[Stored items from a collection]
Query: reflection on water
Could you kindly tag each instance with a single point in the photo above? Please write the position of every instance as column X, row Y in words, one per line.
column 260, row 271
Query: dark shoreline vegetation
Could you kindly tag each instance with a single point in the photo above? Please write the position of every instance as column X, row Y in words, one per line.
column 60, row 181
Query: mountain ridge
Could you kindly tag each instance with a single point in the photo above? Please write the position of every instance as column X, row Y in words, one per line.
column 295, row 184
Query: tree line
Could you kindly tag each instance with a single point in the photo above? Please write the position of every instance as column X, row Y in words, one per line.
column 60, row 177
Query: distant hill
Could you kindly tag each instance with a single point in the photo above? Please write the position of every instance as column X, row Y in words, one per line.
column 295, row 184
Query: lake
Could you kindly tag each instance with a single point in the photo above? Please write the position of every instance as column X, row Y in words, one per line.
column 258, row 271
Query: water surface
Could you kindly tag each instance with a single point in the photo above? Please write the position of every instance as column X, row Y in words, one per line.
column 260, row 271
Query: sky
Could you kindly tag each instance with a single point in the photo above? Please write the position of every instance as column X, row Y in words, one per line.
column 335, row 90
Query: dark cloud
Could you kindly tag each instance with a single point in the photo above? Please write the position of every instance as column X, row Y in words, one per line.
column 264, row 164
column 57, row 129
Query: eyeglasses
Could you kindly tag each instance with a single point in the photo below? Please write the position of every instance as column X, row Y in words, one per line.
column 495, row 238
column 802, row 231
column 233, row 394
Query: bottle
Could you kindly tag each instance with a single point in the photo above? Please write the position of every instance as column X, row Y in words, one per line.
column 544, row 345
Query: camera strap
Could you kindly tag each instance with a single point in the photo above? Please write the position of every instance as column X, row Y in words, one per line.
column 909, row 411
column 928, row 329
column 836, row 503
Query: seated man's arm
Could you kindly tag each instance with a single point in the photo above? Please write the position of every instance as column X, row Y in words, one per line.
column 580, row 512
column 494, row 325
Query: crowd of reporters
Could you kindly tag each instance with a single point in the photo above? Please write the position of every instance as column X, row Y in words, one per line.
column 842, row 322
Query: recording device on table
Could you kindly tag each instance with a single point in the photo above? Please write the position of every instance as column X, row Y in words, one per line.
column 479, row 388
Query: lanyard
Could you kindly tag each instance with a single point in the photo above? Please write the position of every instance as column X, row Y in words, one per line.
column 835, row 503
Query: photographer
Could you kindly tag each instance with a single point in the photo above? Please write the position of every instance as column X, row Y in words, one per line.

* _What you need to do_:
Above this instruction are the records; retype exactly the lines from the one containing "Query: camera strap" up to and including the one containing "Query: seated man's arm".

* _Result_:
Query: camera strap
Could you kindly tag each instance with a single point in the photo above? Please write the position of every instance as column X, row Y in words, one per line.
column 909, row 411
column 928, row 329
column 836, row 503
Query: seated man's arm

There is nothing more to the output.